Output all lines exactly, with nothing added or dropped.

* Begin *

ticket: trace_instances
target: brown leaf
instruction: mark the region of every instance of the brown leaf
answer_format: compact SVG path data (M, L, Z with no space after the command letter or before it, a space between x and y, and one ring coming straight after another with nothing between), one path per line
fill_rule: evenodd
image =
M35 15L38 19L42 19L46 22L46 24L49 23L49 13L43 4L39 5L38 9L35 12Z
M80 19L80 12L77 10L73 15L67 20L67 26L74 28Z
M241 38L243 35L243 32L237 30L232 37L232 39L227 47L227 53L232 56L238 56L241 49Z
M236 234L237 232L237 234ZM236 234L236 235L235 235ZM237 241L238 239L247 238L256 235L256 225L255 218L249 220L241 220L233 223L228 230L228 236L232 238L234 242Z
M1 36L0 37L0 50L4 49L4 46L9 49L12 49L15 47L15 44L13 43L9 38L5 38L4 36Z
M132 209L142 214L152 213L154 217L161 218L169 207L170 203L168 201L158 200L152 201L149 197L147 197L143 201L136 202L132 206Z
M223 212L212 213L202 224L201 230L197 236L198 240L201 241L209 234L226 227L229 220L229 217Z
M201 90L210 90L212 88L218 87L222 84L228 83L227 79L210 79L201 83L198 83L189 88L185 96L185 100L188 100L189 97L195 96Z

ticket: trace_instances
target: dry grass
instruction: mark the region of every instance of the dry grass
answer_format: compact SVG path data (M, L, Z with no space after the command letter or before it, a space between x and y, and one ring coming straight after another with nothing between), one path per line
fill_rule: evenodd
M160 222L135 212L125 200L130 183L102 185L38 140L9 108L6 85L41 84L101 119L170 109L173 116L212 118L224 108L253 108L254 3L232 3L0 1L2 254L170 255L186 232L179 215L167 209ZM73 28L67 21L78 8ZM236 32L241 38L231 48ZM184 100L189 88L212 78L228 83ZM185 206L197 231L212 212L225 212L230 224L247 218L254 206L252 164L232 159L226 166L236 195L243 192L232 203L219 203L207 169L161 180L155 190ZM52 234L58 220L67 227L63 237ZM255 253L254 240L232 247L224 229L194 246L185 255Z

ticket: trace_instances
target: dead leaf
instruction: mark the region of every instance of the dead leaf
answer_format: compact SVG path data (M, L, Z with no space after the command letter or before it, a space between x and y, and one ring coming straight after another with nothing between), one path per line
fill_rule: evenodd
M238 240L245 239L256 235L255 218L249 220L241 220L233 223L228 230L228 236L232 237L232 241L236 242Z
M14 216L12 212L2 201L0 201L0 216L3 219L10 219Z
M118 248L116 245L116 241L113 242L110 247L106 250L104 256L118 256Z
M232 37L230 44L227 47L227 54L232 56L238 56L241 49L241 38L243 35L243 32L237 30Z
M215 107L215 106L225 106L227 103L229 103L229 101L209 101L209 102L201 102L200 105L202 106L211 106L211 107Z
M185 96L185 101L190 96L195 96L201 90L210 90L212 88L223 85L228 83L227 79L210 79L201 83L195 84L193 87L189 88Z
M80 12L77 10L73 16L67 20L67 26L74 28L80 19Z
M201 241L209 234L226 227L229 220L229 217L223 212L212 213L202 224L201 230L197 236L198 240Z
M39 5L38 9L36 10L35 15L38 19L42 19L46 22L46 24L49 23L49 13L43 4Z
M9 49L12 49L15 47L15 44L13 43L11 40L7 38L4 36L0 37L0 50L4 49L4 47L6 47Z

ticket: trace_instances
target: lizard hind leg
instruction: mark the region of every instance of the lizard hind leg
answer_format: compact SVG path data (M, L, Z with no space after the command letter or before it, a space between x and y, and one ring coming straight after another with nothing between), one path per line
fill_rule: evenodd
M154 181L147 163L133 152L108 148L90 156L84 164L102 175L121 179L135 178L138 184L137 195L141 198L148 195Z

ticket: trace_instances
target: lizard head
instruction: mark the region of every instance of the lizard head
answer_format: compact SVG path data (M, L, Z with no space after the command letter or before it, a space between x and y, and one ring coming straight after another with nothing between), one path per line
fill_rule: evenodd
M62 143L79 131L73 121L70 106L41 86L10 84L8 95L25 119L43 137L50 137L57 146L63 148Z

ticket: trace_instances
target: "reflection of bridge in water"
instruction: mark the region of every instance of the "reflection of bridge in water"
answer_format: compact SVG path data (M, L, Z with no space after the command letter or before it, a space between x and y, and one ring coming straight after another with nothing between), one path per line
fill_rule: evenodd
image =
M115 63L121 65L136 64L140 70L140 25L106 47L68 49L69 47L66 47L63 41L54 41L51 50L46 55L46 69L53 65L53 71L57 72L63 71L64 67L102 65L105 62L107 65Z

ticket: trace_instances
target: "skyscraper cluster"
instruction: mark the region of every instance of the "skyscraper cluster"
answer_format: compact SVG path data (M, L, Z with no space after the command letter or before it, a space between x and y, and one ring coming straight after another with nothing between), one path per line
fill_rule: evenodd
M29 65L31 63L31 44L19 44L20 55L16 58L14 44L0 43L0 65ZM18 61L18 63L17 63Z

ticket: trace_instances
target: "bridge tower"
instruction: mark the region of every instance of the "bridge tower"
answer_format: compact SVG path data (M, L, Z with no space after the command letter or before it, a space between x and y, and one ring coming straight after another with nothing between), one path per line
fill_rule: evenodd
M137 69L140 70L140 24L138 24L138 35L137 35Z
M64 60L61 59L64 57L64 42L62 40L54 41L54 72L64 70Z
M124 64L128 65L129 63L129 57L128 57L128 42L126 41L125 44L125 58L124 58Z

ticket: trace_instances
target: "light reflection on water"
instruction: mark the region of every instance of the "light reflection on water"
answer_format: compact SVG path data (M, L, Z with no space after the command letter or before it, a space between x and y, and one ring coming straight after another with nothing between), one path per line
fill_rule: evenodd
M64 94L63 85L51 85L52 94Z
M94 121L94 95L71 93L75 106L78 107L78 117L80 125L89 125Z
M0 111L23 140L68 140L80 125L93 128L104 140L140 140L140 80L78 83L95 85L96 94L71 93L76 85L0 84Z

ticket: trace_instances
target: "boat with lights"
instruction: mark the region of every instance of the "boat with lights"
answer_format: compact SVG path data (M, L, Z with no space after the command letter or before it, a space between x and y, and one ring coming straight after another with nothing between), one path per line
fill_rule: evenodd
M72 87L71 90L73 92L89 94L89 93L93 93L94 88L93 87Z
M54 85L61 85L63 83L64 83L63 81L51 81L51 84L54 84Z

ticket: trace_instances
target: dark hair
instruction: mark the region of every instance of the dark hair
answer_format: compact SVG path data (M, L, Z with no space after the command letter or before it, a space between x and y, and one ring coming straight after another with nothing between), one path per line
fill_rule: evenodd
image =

* End *

RESULT FOR THIS EXERCISE:
ticket: trace_instances
target: brown leaf
instruction: mark the region of every instance of the brown leaf
answer_format: compact SVG path data (M, L, Z with no space after the command letter or before it, a space between x and y, and one ring coming straight after another with nothing between), one path per line
fill_rule: evenodd
image =
M35 15L38 19L42 19L46 22L46 24L49 23L49 13L43 4L39 5L38 9L35 12Z
M80 19L80 12L77 10L73 15L67 20L67 26L74 28Z
M241 38L243 35L243 32L237 30L232 37L232 39L227 47L227 53L232 56L238 56L241 49Z
M236 234L237 232L237 234ZM236 234L236 235L235 235ZM237 241L238 239L247 238L256 235L256 225L255 218L249 220L241 220L233 223L228 230L228 236L232 238L234 242Z
M1 36L0 37L0 50L4 49L4 46L9 49L12 49L15 47L15 44L13 43L9 38L5 38L4 36Z
M132 209L142 214L152 213L154 217L161 218L169 207L170 203L168 201L158 200L152 201L149 197L147 197L143 201L136 202L132 206Z
M223 212L212 213L202 224L201 230L197 236L198 240L201 241L209 234L226 227L229 220L229 217Z
M201 90L210 90L212 88L218 87L222 84L228 83L227 79L210 79L201 83L198 83L189 88L185 96L185 100L188 100L189 97L195 96Z

ticket: trace_instances
target: dry grass
instruction: mark the region of every instance of the dry grass
answer_format: compact SVG path data (M, L, Z with no space after the command letter or before it, a space between x and y, and one ring coming straight after another with nothing between), one path per line
fill_rule: evenodd
M160 222L135 212L125 200L130 183L102 185L38 140L9 108L6 85L41 84L101 119L170 109L173 116L212 118L224 108L253 108L254 3L232 3L0 1L2 254L170 255L186 232L179 215L167 209ZM73 28L67 21L78 8ZM236 32L241 38L231 48ZM184 100L189 88L212 78L228 83ZM185 206L197 231L212 212L225 212L230 224L247 218L254 206L252 164L232 159L226 166L236 195L243 192L232 203L219 203L207 169L161 180L155 190ZM52 234L58 220L67 227L63 237ZM255 253L254 240L232 247L224 229L194 246L185 255Z

ticket: trace_instances
target: dead leaf
instruction: mark the region of every instance of the dead leaf
answer_format: compact SVG path data (M, L, Z with no space after the command letter or before it, a space between x and y, and one ring coming straight after another with nothing between), one path per line
fill_rule: evenodd
M238 240L245 239L256 235L255 218L249 220L241 220L233 223L228 230L228 236L232 237L232 241L236 242Z
M14 216L12 212L2 201L0 201L0 216L3 219L10 219Z
M118 248L116 245L116 241L113 242L110 247L106 250L104 256L118 256Z
M232 37L230 44L227 47L227 54L232 56L238 56L241 49L241 38L243 35L243 32L237 30Z
M215 107L215 106L225 106L227 103L229 103L229 101L209 101L209 102L201 102L200 105L202 106L211 106L211 107Z
M185 96L185 101L190 96L195 96L201 90L210 90L212 88L223 85L228 83L227 79L210 79L201 83L195 84L193 87L189 88Z
M80 12L77 10L73 16L67 20L67 26L74 28L80 19Z
M201 241L209 234L226 227L229 220L229 217L223 212L212 213L202 224L201 230L197 236L198 240Z
M39 5L38 9L36 10L35 15L38 19L42 19L46 22L46 24L49 23L49 13L43 4Z
M9 49L12 49L15 47L15 44L13 43L11 40L7 38L4 36L0 37L0 50L4 49L4 47L6 47Z

ticket: trace_instances
target: lizard hind leg
instruction: mark the region of every instance of the lizard hind leg
answer_format: compact SVG path data (M, L, Z with no space after the command letter or before it, a space between x and y, and one ring coming straight after another with nothing between), one path per line
fill_rule: evenodd
M154 181L147 163L133 152L108 148L90 156L84 164L102 175L121 179L135 178L138 184L137 195L141 198L148 195Z

ticket: trace_instances
target: lizard head
instruction: mark the region of every instance of the lizard head
answer_format: compact SVG path data (M, L, Z with no space after the command letter or before it, a space between x and y, and one ring coming straight after another with nothing between), one path per line
fill_rule: evenodd
M62 143L79 131L73 121L70 106L41 86L10 84L8 95L25 119L43 137L50 137L57 146L63 148Z

ticket: trace_instances
target: "reflection of bridge in water"
instruction: mark the region of every instance of the "reflection of bridge in water"
answer_format: compact SVG path data (M, L, Z with no space after the command letter or before it, a space between x and y, and one ring coming straight after another with nothing between), one path per line
fill_rule: evenodd
image =
M115 63L121 65L136 64L140 70L140 25L106 47L68 49L69 47L66 47L63 41L54 41L51 50L46 55L46 69L53 65L53 71L57 72L63 71L64 67L102 65L105 62L107 65Z

ticket: trace_instances
target: "skyscraper cluster"
instruction: mark the region of every instance of the "skyscraper cluster"
answer_format: compact SVG path data (M, L, Z with no space after the command letter or before it, a space between x and y, and one ring coming straight after another with nothing between), one path per line
fill_rule: evenodd
M29 65L31 63L31 44L19 44L20 55L16 58L14 44L0 43L0 65ZM18 61L18 63L17 63Z

ticket: trace_instances
target: "bridge tower"
instruction: mark the region of every instance of the "bridge tower"
answer_format: compact SVG path data (M, L, Z with no space after the command letter or before it, a space between x and y, and one ring coming straight after another with nothing between), one path per line
fill_rule: evenodd
M137 69L140 70L140 24L138 24L138 35L137 35Z
M64 60L61 59L64 57L64 42L62 40L54 41L54 72L64 70Z
M124 64L128 65L129 63L129 57L128 57L128 42L126 41L125 44L125 58L124 58Z

ticket: trace_instances
target: "light reflection on water"
instruction: mark the region of every instance of the "light reflection on water"
answer_format: compact SVG path data (M, L, Z with no space after the command letter or before it, a space between x and y, and one ring coming straight after another with nothing between), one path per line
fill_rule: evenodd
M64 94L63 85L51 85L52 94Z
M94 121L94 95L71 93L75 106L78 107L78 117L80 125L89 125Z
M0 111L23 140L68 140L80 125L93 128L104 140L140 140L140 80L78 83L95 85L96 94L71 93L76 85L0 84Z

ticket: trace_instances
target: "boat with lights"
instruction: mark the region of every instance of the "boat with lights"
answer_format: compact SVG path data (M, L, Z with no space after the command letter or before it, a space between x and y, and one ring coming straight after another with nothing between), one path per line
fill_rule: evenodd
M72 87L71 90L73 92L89 94L89 93L93 93L94 88L93 87Z
M54 85L61 85L63 83L64 83L63 81L51 81L51 84L54 84Z

ticket: trace_instances
target: dark hair
instruction: mark the region of every instance of the dark hair
answer_format: compact SVG path data (M, L, Z with no space after the command letter or before it, a space between x and y, and one ring coming straight after another with nothing between), one path per line
fill_rule: evenodd
image =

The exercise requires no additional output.